EXERCISE REQUIREMENTS:
**a)** From the excerpt on deferring below, list every condition it gives under which deferring is effective.
**b)** Return, word for word, the part of the excerpt on deferring below starting with "Skip Work That" and going on through "entirely if not.".

EXCERPTED TEXT:
Start of Block

Both forms reduce the immediate workload in $S_n$ and allow the system to prioritize latency-sensitive execution.

2. Underlying Principles

Deferring primarily uses:

• Removal: Tasks are taken out of the performance-critical sequence
• Reordering: Tasks are delayed within the sequence to a more favorable point

Unlike precomputing, which speculates early usefulness, deferring speculates that later execution will be cheaper, smarter, or possibly avoidable.

3. Conditions for Deferring

Deferring is effective when:

• A task is not immediately required to preserve correctness
• Postponement leads to more efficient execution or more informed decisions
• There is a chance the task will become unnecessary

A common condition is:

$$\text{len}(S_{\text{before}})>\text{len}(S_{\text{after}})\text{or}F(x_1,x_2)>F(x_2,x_1)$$

This means deferring $x_1$ to after $x_2$ leads to a better overall runtime.

4. When to Apply

We identify three typical strategies for applying deferring in real systems.

Prioritize the Performance-Sensitive Sequence

In some cases, tasks are delayed simply to avoid slowing down the main path. They are deferred to execute lazily after the critical sequence $S_n$ is finished, even if that means sacrificing some responsiveness later.

For example, a system may delay data durability checks or index updates until after the user-visible response is sent. This prioritizes fast response at the cost of later performance.

Wait for Better Information

Deferring can be beneficial when a task can make a better decision later, with more complete or up-to-date context.

For example, a scheduler might defer assigning a task to a worker until more information about resource availability is available. This leads to better placement decisions and reduces the chance of needing to undo or reassign work.

Skip Work That May Become Unnecessary

Sometimes, a task may turn out to be irrelevant or unnecessary. Deferring gives the system a chance to observe whether the task still matters later — and skip it entirely if not.

For example, optimistic concurrency control defers the cost of managing locks until the moment a conflict actually occurs. This lazy approach assumes most transactions will not conflict and avoids lock overhead unless truly required. If no conflict arises, the system skips the entire concurrency resolution step, saving work.

End of Block

DATA UNDER STUDY:
Start of Block

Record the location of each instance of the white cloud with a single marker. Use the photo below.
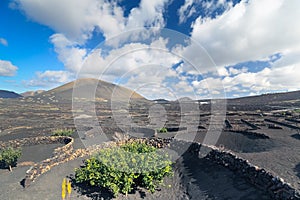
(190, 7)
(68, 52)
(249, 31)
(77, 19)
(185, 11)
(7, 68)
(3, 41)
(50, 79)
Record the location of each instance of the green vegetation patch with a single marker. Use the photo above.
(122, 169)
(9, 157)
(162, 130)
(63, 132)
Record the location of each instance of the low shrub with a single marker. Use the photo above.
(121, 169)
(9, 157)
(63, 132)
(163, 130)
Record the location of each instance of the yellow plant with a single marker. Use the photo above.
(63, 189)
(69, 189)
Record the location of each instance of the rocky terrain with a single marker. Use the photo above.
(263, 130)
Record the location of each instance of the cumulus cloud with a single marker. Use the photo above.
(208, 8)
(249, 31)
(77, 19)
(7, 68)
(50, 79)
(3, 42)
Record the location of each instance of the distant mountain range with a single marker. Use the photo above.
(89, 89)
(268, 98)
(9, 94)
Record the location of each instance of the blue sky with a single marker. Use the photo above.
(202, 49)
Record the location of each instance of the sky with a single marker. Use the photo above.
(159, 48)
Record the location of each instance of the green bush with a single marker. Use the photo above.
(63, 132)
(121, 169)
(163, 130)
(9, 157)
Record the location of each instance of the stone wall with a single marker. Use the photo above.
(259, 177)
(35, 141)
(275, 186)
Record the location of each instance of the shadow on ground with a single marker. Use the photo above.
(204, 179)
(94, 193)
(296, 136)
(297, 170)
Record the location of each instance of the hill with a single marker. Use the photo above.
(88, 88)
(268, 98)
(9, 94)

End of Block

WRITTEN ANSWERS:
**a)**
- A task is not immediately required to preserve correctness
- Postponement leads to more efficient execution or more informed decisions
- There is a chance the task will become unnecessary

**b)**
Skip Work That May Become Unnecessary

Sometimes, a task may turn out to be irrelevant or unnecessary. Deferring gives the system a chance to observe whether the task still matters later — and skip it entirely if not.